(Material provided begins)

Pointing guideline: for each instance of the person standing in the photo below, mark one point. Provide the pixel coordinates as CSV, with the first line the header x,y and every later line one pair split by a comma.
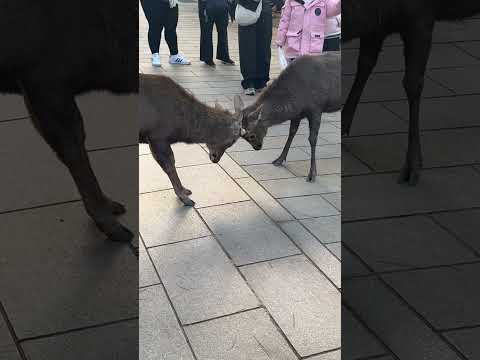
x,y
303,24
255,47
214,12
333,34
163,14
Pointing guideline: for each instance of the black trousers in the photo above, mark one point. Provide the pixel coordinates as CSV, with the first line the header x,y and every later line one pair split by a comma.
x,y
160,16
207,20
255,51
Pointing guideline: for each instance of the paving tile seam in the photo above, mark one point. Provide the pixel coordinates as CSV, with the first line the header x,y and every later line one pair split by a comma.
x,y
370,331
455,236
412,269
430,130
225,316
237,269
410,214
320,353
74,330
424,97
432,67
293,241
169,300
11,331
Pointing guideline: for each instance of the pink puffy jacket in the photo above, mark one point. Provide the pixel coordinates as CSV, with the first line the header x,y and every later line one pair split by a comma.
x,y
302,27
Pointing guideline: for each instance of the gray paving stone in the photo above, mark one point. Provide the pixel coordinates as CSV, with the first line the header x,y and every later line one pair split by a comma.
x,y
310,318
388,86
457,79
358,342
387,152
351,265
464,224
304,207
317,252
147,275
374,118
160,335
438,189
164,219
116,341
264,200
446,112
209,183
254,157
336,249
298,186
420,243
201,281
351,165
95,281
325,229
8,350
387,316
250,335
334,355
466,341
246,233
13,107
447,297
335,199
268,172
324,167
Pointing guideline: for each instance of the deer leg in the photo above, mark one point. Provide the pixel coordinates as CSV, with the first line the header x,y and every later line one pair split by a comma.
x,y
163,154
184,189
314,124
367,59
417,49
59,121
294,124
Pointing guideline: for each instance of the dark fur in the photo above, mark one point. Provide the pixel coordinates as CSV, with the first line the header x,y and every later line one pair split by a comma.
x,y
169,114
309,87
372,21
53,50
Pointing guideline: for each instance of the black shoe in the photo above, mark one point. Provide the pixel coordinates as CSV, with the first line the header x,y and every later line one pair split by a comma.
x,y
210,63
228,62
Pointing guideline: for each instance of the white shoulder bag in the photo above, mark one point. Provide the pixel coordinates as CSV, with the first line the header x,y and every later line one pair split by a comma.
x,y
245,17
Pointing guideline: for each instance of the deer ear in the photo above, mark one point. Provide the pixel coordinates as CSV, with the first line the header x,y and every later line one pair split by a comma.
x,y
238,103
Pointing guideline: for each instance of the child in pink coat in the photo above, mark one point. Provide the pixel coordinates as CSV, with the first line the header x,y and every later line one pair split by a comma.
x,y
303,25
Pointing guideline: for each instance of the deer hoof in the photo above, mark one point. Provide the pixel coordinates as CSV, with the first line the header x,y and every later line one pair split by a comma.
x,y
187,201
311,178
278,162
120,234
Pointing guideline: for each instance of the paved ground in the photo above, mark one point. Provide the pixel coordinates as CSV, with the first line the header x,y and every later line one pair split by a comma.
x,y
253,271
411,256
65,292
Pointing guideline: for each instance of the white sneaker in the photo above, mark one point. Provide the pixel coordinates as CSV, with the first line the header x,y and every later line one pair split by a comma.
x,y
179,59
156,60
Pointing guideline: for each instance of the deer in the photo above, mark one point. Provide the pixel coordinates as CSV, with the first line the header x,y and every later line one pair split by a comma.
x,y
372,21
168,114
309,87
53,51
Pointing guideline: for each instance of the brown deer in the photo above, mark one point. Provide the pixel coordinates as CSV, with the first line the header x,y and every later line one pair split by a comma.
x,y
169,114
308,87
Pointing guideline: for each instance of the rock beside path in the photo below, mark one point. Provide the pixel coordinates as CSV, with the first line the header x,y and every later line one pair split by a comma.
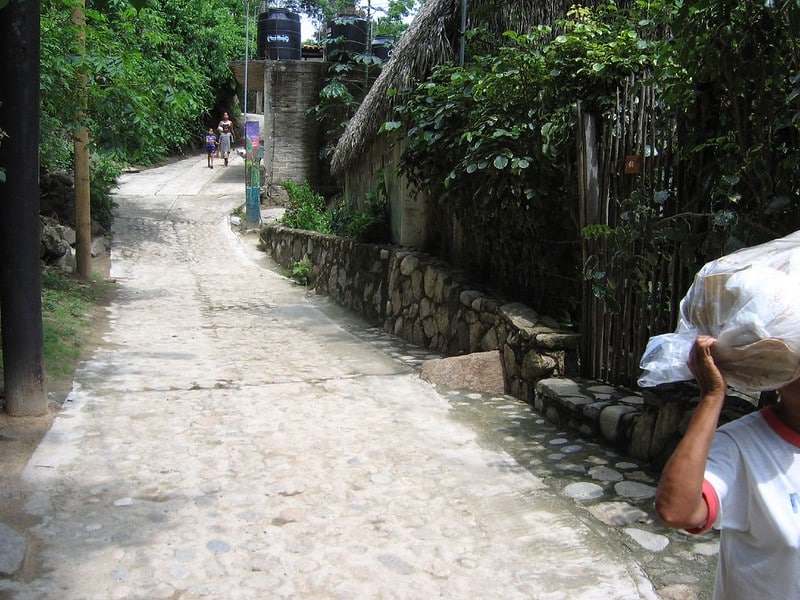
x,y
479,371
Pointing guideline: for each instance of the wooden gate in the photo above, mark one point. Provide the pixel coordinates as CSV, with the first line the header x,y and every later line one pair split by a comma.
x,y
622,155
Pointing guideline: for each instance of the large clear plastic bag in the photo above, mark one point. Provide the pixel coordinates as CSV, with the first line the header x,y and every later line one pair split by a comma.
x,y
749,301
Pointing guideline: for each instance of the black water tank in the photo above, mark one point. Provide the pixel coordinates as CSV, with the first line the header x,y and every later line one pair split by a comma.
x,y
382,47
347,35
279,35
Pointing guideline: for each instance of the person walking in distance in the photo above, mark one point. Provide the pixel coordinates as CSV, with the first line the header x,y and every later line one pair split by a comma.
x,y
225,141
211,146
223,123
743,479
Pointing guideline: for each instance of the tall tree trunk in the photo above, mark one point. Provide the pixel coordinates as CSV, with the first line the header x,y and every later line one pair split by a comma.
x,y
20,277
83,211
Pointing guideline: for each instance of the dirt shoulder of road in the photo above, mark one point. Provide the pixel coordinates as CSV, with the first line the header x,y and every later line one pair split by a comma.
x,y
20,436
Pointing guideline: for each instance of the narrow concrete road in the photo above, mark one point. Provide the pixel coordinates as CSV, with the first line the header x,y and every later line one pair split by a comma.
x,y
230,440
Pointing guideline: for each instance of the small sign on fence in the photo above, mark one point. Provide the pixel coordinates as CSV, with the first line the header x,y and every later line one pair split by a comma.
x,y
252,174
633,164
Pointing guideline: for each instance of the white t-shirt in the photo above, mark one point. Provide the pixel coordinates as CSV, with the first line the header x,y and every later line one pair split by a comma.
x,y
752,489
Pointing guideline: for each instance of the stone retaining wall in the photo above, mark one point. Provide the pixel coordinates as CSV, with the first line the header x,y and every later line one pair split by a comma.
x,y
423,300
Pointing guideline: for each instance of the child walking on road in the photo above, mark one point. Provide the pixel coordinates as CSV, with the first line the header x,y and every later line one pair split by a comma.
x,y
211,146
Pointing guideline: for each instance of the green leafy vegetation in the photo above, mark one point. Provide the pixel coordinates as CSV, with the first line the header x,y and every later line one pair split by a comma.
x,y
306,209
156,73
301,271
494,141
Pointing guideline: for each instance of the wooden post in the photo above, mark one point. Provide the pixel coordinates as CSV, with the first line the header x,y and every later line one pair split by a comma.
x,y
83,210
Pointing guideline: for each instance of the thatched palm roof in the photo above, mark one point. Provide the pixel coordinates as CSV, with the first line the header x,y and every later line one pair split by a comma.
x,y
426,43
431,39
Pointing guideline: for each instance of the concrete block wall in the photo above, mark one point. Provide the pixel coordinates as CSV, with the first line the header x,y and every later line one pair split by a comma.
x,y
291,136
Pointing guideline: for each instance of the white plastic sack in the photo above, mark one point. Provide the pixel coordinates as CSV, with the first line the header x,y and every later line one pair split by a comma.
x,y
750,301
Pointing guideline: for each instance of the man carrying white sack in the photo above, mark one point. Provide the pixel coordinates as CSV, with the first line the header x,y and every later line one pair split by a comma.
x,y
743,478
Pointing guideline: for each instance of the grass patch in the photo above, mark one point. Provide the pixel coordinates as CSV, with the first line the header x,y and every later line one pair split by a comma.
x,y
68,310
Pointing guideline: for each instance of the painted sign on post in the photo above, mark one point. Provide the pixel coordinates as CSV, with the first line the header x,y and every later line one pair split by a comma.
x,y
252,176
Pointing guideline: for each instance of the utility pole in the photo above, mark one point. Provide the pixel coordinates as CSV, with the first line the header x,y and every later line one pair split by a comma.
x,y
83,210
20,276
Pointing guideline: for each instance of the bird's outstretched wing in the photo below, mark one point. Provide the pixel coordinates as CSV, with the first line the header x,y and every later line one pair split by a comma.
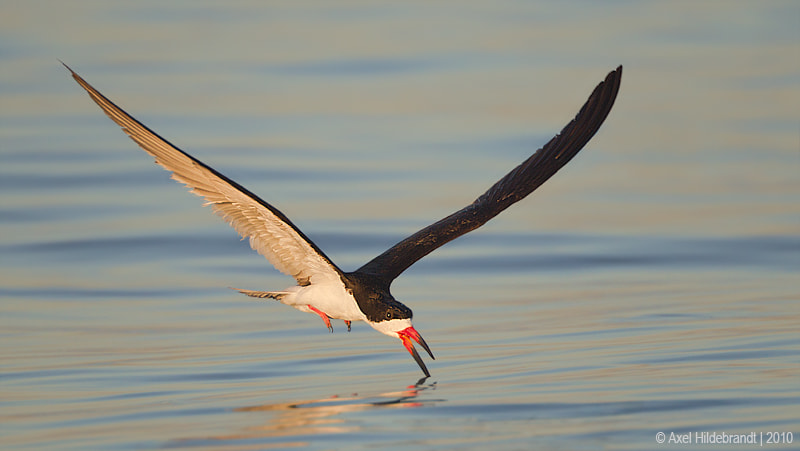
x,y
271,233
517,184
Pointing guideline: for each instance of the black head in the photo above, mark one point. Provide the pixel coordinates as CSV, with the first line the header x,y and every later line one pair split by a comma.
x,y
375,300
385,314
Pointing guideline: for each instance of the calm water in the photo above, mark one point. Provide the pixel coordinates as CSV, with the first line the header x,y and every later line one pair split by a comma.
x,y
651,286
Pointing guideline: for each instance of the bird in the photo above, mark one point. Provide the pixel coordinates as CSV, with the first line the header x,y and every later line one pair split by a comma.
x,y
322,287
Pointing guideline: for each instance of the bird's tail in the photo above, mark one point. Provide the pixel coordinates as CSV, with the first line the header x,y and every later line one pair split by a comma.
x,y
277,295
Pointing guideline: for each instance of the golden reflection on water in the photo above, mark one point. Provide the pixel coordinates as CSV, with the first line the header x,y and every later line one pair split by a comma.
x,y
319,416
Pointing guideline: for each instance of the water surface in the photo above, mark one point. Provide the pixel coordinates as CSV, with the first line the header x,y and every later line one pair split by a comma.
x,y
651,286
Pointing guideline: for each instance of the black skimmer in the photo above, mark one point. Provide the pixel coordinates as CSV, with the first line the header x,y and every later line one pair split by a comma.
x,y
361,295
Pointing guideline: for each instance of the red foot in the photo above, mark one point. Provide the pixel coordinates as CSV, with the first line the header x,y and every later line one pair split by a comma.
x,y
323,316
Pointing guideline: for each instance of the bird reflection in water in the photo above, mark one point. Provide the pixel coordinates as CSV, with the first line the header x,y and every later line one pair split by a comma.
x,y
315,417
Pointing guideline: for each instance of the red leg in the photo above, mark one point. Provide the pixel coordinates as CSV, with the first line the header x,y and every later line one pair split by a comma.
x,y
323,316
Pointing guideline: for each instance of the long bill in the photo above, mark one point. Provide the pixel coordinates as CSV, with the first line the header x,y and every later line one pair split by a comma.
x,y
406,335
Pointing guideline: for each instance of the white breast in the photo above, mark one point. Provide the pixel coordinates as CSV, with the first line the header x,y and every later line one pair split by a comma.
x,y
331,298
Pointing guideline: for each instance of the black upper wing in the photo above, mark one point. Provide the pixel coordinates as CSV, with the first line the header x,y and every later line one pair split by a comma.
x,y
517,184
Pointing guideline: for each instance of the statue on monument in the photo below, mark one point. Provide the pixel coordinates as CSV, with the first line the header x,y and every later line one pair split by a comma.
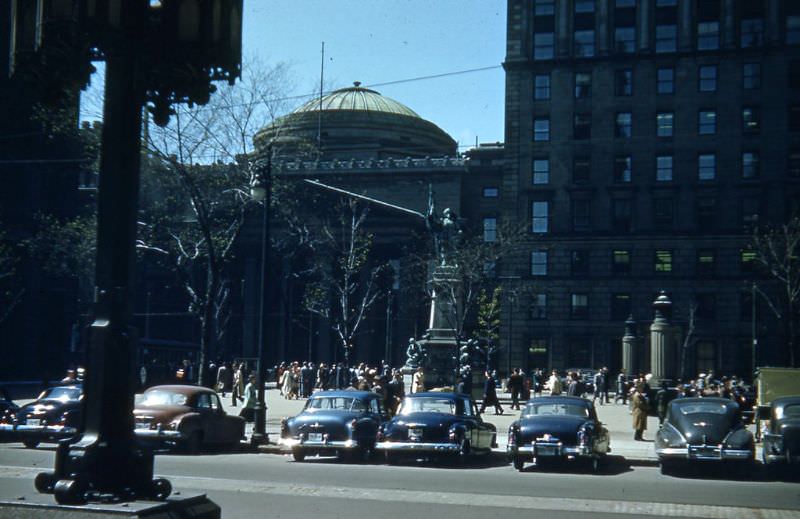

(Material provided ends)

** Requirement **
Transcribe the lines that run from the line bearing "Pointing guideline: for each instance of the white breast" through the last line of the data. Keep the wording exact and leave out every picture.

** Problem solution **
Pointing guideline: for each instance of the white breast in the photo above, mark one point. Provide the pixel coordinates as CSV, with the first line the header x,y and every later line one pair split by a comma.
x,y
331,298
Pointing guideline: for each instance of the black upper wing in the photo above, mark one point. Provide the pixel coordinates as CSV, with the first line the header x,y and every later line one pair split by a comma.
x,y
517,184
Pointing guideline: for each instance of the statue on monument in the photo below, mark one point. Provide the pixel coordinates as CSV, with the first line the header x,y and every later line one pair split by a comma.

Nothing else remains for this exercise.